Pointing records
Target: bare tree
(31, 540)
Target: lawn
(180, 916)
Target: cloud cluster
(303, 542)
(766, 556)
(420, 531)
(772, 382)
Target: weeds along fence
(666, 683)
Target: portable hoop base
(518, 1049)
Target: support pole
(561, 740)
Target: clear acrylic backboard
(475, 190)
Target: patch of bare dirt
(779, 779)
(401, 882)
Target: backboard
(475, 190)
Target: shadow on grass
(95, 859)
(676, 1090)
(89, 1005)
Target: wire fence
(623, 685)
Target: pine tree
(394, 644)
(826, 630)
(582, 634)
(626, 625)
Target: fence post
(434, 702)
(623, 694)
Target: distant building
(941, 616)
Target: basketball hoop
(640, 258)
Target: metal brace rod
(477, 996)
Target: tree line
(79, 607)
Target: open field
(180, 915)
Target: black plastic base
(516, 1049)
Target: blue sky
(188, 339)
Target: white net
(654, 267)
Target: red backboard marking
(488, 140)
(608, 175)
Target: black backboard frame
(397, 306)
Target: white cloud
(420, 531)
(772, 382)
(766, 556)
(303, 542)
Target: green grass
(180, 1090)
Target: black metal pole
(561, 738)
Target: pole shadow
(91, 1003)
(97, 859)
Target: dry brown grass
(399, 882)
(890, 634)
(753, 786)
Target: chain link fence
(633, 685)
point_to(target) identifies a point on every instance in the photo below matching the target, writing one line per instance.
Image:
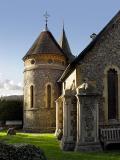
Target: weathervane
(46, 15)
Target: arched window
(49, 96)
(112, 80)
(31, 96)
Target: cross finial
(46, 15)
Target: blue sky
(21, 21)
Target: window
(31, 96)
(49, 96)
(112, 80)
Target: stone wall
(104, 55)
(40, 117)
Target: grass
(50, 145)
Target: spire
(46, 15)
(65, 45)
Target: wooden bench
(109, 136)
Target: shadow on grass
(50, 145)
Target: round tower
(44, 63)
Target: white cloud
(10, 85)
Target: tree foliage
(11, 110)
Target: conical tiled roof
(45, 44)
(65, 46)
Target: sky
(21, 21)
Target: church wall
(40, 117)
(105, 54)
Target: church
(79, 96)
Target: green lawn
(50, 145)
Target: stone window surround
(52, 93)
(33, 97)
(105, 94)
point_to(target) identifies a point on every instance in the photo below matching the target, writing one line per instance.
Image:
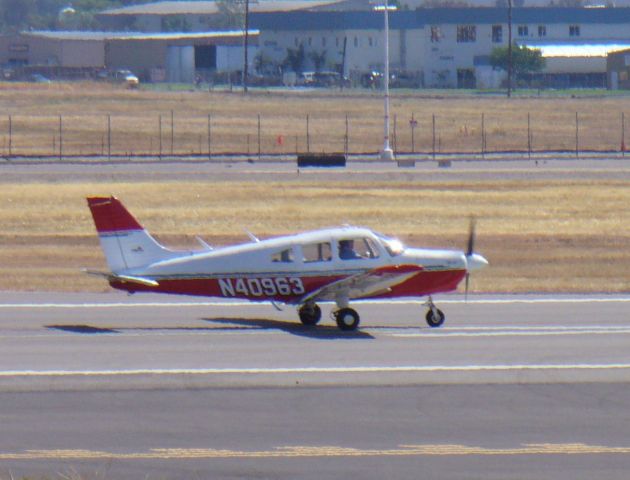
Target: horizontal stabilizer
(124, 278)
(111, 216)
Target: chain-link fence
(175, 134)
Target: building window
(466, 33)
(436, 34)
(497, 33)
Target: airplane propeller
(473, 260)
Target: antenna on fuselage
(252, 237)
(205, 245)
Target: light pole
(245, 47)
(387, 153)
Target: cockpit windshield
(393, 246)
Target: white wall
(230, 58)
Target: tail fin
(124, 241)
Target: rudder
(125, 243)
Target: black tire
(435, 320)
(310, 315)
(347, 319)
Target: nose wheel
(347, 319)
(435, 317)
(310, 314)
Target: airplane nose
(475, 262)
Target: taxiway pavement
(156, 387)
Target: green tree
(318, 59)
(524, 59)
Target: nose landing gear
(435, 317)
(310, 314)
(347, 319)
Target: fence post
(308, 138)
(209, 136)
(433, 142)
(345, 139)
(172, 132)
(412, 125)
(577, 135)
(483, 135)
(623, 135)
(160, 146)
(60, 138)
(10, 136)
(529, 137)
(109, 137)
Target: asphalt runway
(463, 168)
(512, 387)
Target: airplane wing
(364, 284)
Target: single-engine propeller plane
(333, 264)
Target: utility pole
(509, 48)
(245, 46)
(387, 153)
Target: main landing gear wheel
(310, 314)
(347, 319)
(435, 317)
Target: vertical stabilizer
(125, 243)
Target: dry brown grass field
(539, 236)
(135, 121)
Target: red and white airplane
(333, 264)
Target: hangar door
(206, 57)
(180, 67)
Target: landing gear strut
(435, 317)
(347, 319)
(310, 314)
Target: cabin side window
(357, 249)
(284, 256)
(317, 252)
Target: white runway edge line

» **EXERCISE DIRECTIONS**: The listing above needs to be output again exactly. Don't include the pictures.

» **RESULT OF THE EXERCISE**:
Target: bare tree
(31, 540)
Target: lawn
(180, 916)
Target: cloud cluster
(303, 542)
(766, 556)
(420, 531)
(772, 382)
Target: weeds along fence
(666, 683)
Target: portable hoop base
(518, 1049)
Target: support pole
(561, 740)
Target: clear acrylic backboard
(475, 190)
Target: patch of bare dirt
(779, 779)
(401, 882)
Target: backboard
(475, 190)
Target: shadow on grass
(95, 859)
(676, 1090)
(89, 1005)
Target: wire fence
(623, 685)
Target: pine tree
(394, 644)
(826, 630)
(582, 634)
(626, 625)
Target: fence post
(434, 702)
(623, 694)
Target: distant building
(941, 616)
Target: basketball hoop
(640, 258)
Target: metal brace rod
(477, 996)
Target: tree line
(79, 607)
Target: open field
(180, 915)
Target: black plastic base
(516, 1049)
Target: blue sky
(188, 339)
Target: white net
(654, 267)
Target: red backboard marking
(488, 140)
(608, 175)
Target: black backboard frame
(397, 306)
Target: white cloud
(420, 531)
(772, 382)
(766, 556)
(303, 542)
Target: green grass
(180, 1090)
Target: black metal pole
(561, 738)
Target: pole shadow
(91, 1003)
(97, 859)
Target: dry brown grass
(399, 882)
(890, 634)
(753, 786)
Target: chain link fence
(633, 685)
point_to(target) identifies a point on every instance in the photo below matching the target, writing one line per instance.
Image:
Target: weathervane
(46, 15)
Target: arched window
(49, 96)
(112, 80)
(31, 96)
Target: cross finial
(46, 15)
Target: blue sky
(21, 21)
Target: window
(31, 96)
(49, 96)
(112, 80)
Target: stone wall
(104, 55)
(40, 117)
Target: grass
(50, 145)
Target: spire
(46, 15)
(65, 45)
Target: wooden bench
(109, 136)
Target: shadow on grass
(50, 145)
Target: round tower
(44, 63)
Target: white cloud
(10, 85)
Target: tree foliage
(11, 110)
Target: conical tiled roof
(45, 44)
(65, 46)
Target: sky
(21, 21)
Target: church wall
(40, 117)
(105, 54)
Target: church
(79, 96)
Target: green lawn
(50, 145)
Target: stone window surround
(52, 93)
(33, 97)
(105, 94)
point_to(target) identifies a point on every instance in the photo below matching the target, writing one line per instance.
Image:
Target: horizontal stabilizer
(124, 278)
(111, 216)
Target: chain-link fence
(175, 134)
Target: building window
(466, 33)
(436, 34)
(497, 33)
Target: airplane propeller
(473, 260)
Target: antenna on fuselage
(252, 237)
(205, 245)
Target: light pole
(245, 47)
(387, 153)
Target: cockpit windshield
(393, 246)
Target: white wall
(230, 58)
Target: tail fin
(124, 241)
Target: rudder
(125, 243)
Target: black tire
(435, 320)
(310, 315)
(347, 319)
Target: nose wheel
(347, 319)
(435, 317)
(310, 314)
Target: airplane nose
(475, 262)
Target: taxiway pavement
(156, 387)
Target: green tree
(318, 59)
(524, 59)
Target: nose landing gear
(435, 317)
(310, 314)
(347, 319)
Target: fence post
(308, 138)
(209, 136)
(433, 142)
(345, 139)
(172, 132)
(412, 125)
(577, 135)
(483, 135)
(623, 135)
(160, 146)
(60, 138)
(10, 136)
(529, 137)
(109, 137)
Target: asphalt runway
(463, 168)
(512, 387)
Target: airplane wing
(364, 284)
Target: single-engine propeller plane
(333, 264)
Target: utility pole
(509, 48)
(245, 46)
(387, 153)
Target: main landing gear wheel
(310, 314)
(347, 319)
(435, 317)
Target: vertical stabilizer
(125, 243)
Target: dry brown grass field
(539, 236)
(135, 121)
Target: red and white airplane
(333, 264)
Target: hangar door
(206, 57)
(180, 67)
Target: landing gear strut
(435, 317)
(347, 319)
(310, 314)
Target: cabin side window
(357, 249)
(284, 256)
(317, 252)
Target: white runway edge line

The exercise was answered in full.